>> Start
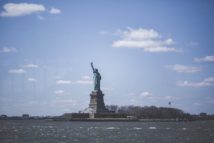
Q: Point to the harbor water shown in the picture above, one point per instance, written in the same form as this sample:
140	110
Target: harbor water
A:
40	131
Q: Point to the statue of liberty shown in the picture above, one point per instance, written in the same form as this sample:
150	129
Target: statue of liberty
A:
97	78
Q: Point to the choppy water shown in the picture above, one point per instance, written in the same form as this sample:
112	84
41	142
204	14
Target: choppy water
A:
30	131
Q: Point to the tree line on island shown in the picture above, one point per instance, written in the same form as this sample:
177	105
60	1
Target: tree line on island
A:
153	112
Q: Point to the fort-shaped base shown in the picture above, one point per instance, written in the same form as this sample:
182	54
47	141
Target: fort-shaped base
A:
97	102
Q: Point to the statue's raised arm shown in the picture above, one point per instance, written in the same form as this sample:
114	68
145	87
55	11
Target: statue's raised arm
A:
92	66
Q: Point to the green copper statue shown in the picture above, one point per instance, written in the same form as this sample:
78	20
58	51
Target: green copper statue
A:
97	78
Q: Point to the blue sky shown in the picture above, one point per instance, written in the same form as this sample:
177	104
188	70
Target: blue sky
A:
148	53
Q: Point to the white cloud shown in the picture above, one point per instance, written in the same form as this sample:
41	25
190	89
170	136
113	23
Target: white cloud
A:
59	92
184	69
206	82
55	10
30	66
86	77
63	82
74	82
147	39
205	59
21	9
40	17
83	82
8	50
146	94
17	71
31	79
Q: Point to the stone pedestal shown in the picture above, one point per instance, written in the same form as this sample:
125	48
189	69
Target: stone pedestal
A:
97	102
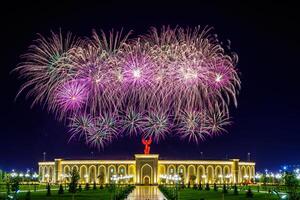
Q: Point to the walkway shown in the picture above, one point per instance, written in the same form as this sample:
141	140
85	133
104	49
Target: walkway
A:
146	193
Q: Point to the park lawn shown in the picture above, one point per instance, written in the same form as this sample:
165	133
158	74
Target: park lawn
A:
191	194
26	187
84	195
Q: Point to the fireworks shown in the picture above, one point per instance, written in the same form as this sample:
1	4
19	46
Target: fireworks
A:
169	81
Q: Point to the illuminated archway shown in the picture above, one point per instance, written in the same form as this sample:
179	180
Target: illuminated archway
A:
146	171
191	174
210	174
201	174
92	174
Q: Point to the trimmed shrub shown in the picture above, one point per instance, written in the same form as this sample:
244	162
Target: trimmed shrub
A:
200	187
225	191
80	188
249	193
207	188
61	189
28	196
235	190
215	187
48	190
87	186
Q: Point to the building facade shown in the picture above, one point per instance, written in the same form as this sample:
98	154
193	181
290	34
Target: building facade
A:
148	169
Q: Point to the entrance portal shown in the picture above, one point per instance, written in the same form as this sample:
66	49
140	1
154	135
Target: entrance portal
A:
146	180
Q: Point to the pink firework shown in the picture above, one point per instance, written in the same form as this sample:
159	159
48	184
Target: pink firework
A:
170	80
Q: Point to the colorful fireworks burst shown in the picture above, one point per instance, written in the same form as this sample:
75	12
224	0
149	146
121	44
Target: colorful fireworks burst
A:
168	81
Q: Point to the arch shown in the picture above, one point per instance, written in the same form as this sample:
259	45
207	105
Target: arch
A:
218	174
111	171
66	173
92	174
67	170
122	170
253	171
83	173
226	174
46	174
41	175
161	171
146	180
210	174
171	169
131	171
201	174
182	172
75	167
51	174
102	174
243	173
146	170
191	172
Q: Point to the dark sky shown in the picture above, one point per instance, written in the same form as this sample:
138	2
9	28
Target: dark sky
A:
265	36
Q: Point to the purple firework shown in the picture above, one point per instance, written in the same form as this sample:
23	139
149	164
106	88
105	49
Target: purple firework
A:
170	80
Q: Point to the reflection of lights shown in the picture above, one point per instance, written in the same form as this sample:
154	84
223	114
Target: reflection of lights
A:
35	175
117	178
258	176
174	177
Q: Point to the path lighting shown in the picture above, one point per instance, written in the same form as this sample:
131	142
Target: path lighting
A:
246	176
13	174
35	175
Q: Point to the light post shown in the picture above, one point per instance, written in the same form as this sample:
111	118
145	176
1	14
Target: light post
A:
220	178
204	177
35	177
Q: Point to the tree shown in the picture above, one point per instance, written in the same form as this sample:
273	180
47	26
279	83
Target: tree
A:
28	196
235	190
101	178
74	178
61	189
192	179
215	187
292	185
207	188
15	181
200	186
249	193
225	191
48	190
87	186
79	188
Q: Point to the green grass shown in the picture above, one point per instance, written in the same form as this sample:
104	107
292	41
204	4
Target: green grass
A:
191	194
26	187
84	195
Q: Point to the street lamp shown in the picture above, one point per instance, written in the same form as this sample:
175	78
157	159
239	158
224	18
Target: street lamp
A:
204	177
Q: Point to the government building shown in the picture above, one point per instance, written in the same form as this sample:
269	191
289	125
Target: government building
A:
148	169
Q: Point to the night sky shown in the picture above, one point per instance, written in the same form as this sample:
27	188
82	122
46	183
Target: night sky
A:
265	36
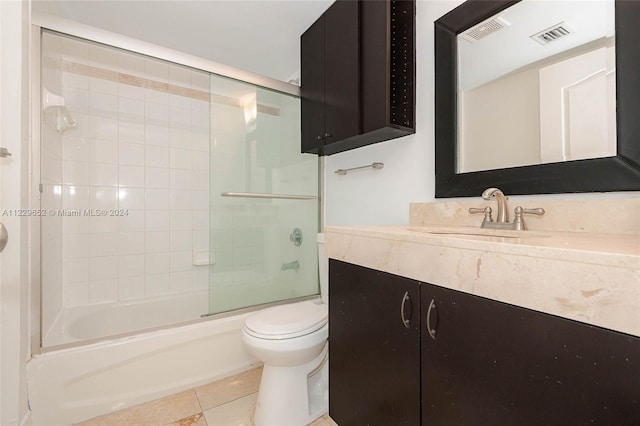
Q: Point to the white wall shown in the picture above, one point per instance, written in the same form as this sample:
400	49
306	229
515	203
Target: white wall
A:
14	135
383	196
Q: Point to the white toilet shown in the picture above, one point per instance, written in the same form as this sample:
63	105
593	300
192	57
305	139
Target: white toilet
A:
291	341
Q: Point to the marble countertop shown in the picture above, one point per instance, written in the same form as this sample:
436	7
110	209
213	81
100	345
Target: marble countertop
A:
589	277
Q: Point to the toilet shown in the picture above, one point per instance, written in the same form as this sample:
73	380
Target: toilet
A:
291	341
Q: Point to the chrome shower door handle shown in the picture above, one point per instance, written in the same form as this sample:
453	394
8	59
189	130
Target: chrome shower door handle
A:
405	321
4	237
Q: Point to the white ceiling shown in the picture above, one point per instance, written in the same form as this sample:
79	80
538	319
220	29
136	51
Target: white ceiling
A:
591	20
262	36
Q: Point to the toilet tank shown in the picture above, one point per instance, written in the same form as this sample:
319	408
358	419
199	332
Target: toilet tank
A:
323	270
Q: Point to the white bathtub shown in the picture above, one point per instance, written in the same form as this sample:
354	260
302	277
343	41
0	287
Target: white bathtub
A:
75	384
109	319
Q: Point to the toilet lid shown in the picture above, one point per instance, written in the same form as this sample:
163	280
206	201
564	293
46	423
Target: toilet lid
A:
286	321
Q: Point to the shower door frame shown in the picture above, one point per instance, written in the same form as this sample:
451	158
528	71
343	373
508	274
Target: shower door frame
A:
40	23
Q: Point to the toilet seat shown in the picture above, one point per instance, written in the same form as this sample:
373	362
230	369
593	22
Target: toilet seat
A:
287	321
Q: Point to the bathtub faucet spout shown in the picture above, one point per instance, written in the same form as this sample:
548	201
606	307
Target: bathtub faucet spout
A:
295	265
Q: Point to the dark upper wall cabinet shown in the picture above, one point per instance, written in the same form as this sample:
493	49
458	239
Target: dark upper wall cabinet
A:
358	75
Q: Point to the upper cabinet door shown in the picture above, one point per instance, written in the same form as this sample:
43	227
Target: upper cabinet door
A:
366	80
312	75
341	82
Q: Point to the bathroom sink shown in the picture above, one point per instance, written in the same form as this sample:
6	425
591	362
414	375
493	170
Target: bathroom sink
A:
463	231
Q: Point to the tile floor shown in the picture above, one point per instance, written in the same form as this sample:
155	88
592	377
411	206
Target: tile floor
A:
227	402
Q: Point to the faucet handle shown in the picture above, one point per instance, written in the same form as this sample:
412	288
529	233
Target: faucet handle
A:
487	213
519	211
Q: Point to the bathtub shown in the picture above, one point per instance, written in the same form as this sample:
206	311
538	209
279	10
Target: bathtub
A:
84	323
77	383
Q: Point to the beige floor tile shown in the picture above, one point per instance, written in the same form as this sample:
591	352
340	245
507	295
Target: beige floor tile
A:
229	389
160	412
195	420
234	413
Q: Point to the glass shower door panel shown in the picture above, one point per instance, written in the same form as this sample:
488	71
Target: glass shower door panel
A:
263	247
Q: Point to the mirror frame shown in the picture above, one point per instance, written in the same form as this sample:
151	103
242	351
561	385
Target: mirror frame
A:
619	173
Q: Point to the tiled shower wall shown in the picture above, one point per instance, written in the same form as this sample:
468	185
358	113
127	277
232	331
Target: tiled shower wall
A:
141	146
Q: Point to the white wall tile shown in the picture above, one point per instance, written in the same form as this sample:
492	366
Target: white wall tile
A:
104	151
103	268
103	128
181	220
156	177
181	159
103	104
157	284
131	265
130	243
181	240
157	263
180	138
103	244
156	156
133	222
156	135
181	260
76	149
103	174
103	291
157	220
131	176
180	281
157	242
157	199
131	154
131	288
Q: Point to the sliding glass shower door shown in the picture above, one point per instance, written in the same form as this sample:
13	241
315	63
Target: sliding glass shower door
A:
264	199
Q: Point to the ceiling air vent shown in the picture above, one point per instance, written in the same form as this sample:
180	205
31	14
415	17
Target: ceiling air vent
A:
553	33
485	28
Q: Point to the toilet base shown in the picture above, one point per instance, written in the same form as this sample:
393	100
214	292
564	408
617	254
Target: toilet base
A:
293	396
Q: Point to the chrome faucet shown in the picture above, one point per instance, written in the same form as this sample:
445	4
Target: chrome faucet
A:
503	214
502	220
295	265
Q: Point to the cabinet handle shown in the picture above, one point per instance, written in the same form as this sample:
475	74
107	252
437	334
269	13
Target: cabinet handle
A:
406	322
433	309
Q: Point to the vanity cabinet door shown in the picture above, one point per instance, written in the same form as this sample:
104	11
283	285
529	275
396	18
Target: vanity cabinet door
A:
374	359
492	363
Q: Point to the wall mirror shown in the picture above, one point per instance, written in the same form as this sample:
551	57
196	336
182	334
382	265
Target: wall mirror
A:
537	97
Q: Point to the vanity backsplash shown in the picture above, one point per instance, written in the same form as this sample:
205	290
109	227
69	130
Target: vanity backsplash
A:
593	215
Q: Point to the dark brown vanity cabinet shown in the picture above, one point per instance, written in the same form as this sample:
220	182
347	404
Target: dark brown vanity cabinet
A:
480	362
374	347
357	75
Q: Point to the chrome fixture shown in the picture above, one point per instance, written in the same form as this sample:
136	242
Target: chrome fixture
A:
502	220
296	237
261	195
295	265
503	215
372	165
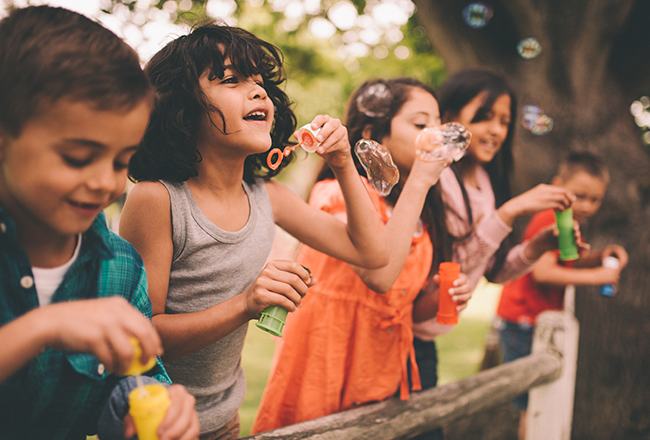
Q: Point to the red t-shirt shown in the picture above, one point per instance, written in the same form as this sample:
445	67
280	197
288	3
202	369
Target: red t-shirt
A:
523	299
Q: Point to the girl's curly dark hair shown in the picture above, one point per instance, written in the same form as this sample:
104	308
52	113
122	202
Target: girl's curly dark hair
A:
168	150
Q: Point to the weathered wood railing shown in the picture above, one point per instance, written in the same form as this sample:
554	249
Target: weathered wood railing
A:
555	335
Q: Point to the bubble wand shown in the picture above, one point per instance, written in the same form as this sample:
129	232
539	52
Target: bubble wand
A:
307	140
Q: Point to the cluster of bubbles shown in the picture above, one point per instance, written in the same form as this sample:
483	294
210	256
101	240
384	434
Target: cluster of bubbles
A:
640	109
477	15
375	100
442	143
378	163
534	120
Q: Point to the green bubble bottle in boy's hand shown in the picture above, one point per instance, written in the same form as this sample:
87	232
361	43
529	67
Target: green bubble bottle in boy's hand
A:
566	237
147	403
273	318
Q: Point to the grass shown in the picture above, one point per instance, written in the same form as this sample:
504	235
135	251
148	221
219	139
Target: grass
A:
460	352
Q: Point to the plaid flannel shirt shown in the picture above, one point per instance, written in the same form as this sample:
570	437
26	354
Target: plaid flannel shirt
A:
60	395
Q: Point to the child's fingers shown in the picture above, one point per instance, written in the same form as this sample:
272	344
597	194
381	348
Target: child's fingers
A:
181	420
129	426
289	267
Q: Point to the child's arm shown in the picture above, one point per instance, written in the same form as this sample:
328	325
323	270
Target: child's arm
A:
539	198
402	224
425	306
595	258
359	241
146	223
548	271
99	326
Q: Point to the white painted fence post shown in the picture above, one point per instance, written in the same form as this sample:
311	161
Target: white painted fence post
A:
550	406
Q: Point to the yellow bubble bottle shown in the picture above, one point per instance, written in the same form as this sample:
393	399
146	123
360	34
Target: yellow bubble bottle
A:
148	406
147	403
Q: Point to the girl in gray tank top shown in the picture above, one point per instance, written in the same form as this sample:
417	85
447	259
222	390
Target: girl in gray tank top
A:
204	210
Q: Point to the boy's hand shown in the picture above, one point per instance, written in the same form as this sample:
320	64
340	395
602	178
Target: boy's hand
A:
461	293
103	327
333	136
614	250
282	283
181	421
534	200
546	240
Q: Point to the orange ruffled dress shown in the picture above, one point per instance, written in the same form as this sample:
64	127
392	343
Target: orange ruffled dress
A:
347	345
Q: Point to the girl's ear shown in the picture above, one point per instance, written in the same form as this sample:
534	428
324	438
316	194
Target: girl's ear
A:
367	131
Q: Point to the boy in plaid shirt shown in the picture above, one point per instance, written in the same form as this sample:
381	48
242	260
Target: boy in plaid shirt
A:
74	104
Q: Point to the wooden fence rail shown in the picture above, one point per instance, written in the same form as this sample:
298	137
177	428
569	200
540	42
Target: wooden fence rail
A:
438	407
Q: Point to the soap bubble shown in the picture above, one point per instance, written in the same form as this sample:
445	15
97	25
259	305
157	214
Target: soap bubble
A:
378	163
375	100
529	48
443	142
530	114
544	125
477	15
534	120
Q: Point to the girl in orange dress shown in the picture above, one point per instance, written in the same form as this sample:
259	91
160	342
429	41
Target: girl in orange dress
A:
351	341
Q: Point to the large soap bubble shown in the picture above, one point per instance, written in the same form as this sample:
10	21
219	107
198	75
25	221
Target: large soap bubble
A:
375	100
443	142
378	163
477	15
529	48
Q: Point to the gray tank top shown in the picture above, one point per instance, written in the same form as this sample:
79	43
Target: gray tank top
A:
209	266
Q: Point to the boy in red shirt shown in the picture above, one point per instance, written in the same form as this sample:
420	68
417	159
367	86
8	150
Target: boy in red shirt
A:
522	300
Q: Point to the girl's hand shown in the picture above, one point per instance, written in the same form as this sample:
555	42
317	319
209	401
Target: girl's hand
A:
334	144
181	421
534	200
282	283
461	293
614	250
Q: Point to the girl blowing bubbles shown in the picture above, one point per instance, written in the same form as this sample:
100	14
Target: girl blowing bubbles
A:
351	341
202	215
475	193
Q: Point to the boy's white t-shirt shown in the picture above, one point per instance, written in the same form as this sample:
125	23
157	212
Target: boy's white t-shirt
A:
47	280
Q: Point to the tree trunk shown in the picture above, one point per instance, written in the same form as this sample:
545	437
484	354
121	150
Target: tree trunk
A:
594	62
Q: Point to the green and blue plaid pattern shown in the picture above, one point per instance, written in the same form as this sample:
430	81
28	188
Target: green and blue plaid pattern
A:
60	395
>> End
In the listing above, find the line with "Q: Point to the girl in orange" and set down that line and all after it exactly, through the final line.

Q: Point to the girl in orange dress shown in the picture above, one point per instance, written in the same form as this sample:
259	91
160	342
429	41
Target: girl in orange dress
A:
351	341
Q: Point to the large soap bubble shown in the picture above, one point per instance, written in the same form as this sample:
10	21
219	107
198	75
25	221
Target: large soap bubble
A:
375	100
443	142
378	163
477	15
529	48
Q: Point to the gray tank top shown in the picture above, one point per instance, written in the same form as this sample:
79	43
Target: gray tank top
A:
209	266
Q: Point to the boy in red shirt shown in the picture above, one point per instance, written in the same form as this sample:
420	68
417	159
367	86
8	150
Target: boy in red shirt
A:
522	300
Q: Point to the girl's hand shown in the picture above, one point per instance, written in the same form as this sample:
555	42
317	319
209	401
Target: girl's hand
A:
334	144
181	421
534	200
282	283
461	293
614	250
Q: Point to the girl blowing bubbles shown in the picture above, one point per instance, written in the same form as this sample:
100	14
Target: girl blowing bubbles
A:
351	341
202	215
475	193
Q: Point to the boy's white t-shirt shown in the picture above, one point per instance, written in the same form as this sample:
125	23
157	212
Target: boy's white t-shirt
A:
47	280
Q: Point to the tree trunk shown in the picture above, one point per instance, written in the same form as this sample:
545	437
484	354
121	150
Target: tree trunk
A:
594	62
Q: Point to the green and blue plaid pattern shown in the picture above, one point per instance, written in the same form as this sample:
430	81
28	188
Target: green and blue plaid pattern
A:
60	395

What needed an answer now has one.